» COMPITO 1
Trascriva dall'articolo sul Chianti Classico tutto il passo che va da "Le tappe successive" fino a "territorio di produzione.", sostituendo "Gran Selezione" con "Riserva".
» COMPITO 2
Chi è stato il primo presidente del consorzio, secondo l'articolo sul Chianti Classico?

» ARTICOLO
↓
Ecco le radici che portano i 33 “padri fondatori” a comprendere la necessità di un Consorzio per la difesa del vino tipico del Chianti e della sua marca di origine. È il 1924 e tutto inizia con una firma tra pochi “avanguardisti”, che nel tempo trascinano una crescita costante e globale, nel segno di un’eccellenza che resiste anche al decreto ministeriale che estende la menzione Chianti a quasi tutta la Toscana. Quel Gallo Nero diventa icona ed emblema di qualità, nelle intenzioni dei viticoltori. Illuminante, in questo senso, la lezione del primo presidente del consorzio Italo del Lucchi: «Se il compratore non richiede la marca siamo noi che dobbiamo mandargliela, perché il circolare del nostro vino anche in zone vicine la diffonde e la fa nota a tutti coloro che ne vengono a contatto». È la reclàme, bellezza… che la lungimiranza dei produttori ha abbracciato spingendo le insegne del Gallo Nero a rappresentare un marchio di eccellenza a tutti gli effetti.

Le tappe successive sono state un crescendo di affermazione dell’identità: il riconoscimento ufficiale della dicitura “Chianti Classico”, l’attribuzione della Doc nel 1967 e della Docg nel 1984, il lancio del progetto Gran Selezione nel 2014 (che si è rivelato decisamente un successo di mercato e nel calice), fino all’adozione delle Unità Geografiche Aggiuntive con la zonazione del territorio di produzione.

Un manifesto di sostenibilità

Tagliando il traguardo del secolo, il Chianti Classico lancia dunque la sfida per il futuro prossimo. E ancora una volta, scegliendo di legare ancor più saldamente il vino al territorio, alza l’asticella e mette al centro sostenibilità e identità territoriale. Sono queste le parole-chiave alla base di un impegno programmatico, un manifesto di intenti per il futuro della denominazione.
↑
» MATERIALE FORNITO
↓
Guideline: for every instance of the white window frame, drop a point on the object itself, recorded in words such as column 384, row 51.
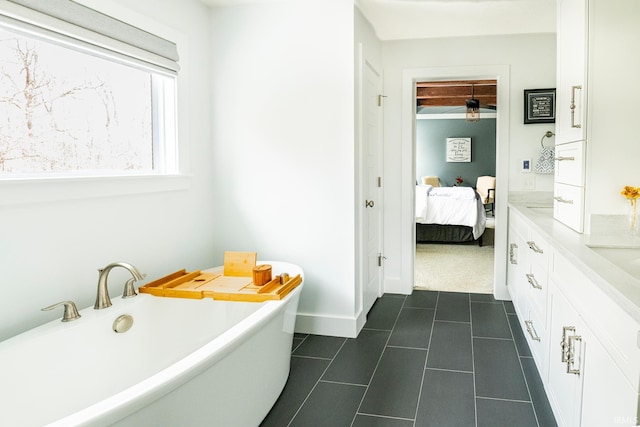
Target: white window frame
column 166, row 176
↑
» RISPOSTA CORRETTA 1
Le tappe successive sono state un crescendo di affermazione dell’identità: il riconoscimento ufficiale della dicitura “Chianti Classico”, l’attribuzione della Doc nel 1967 e della Docg nel 1984, il lancio del progetto Riserva nel 2014 (che si è rivelato decisamente un successo di mercato e nel calice), fino all’adozione delle Unità Geografiche Aggiuntive con la zonazione del territorio di produzione.

» RISPOSTA CORRETTA 2
Italo del Lucchi.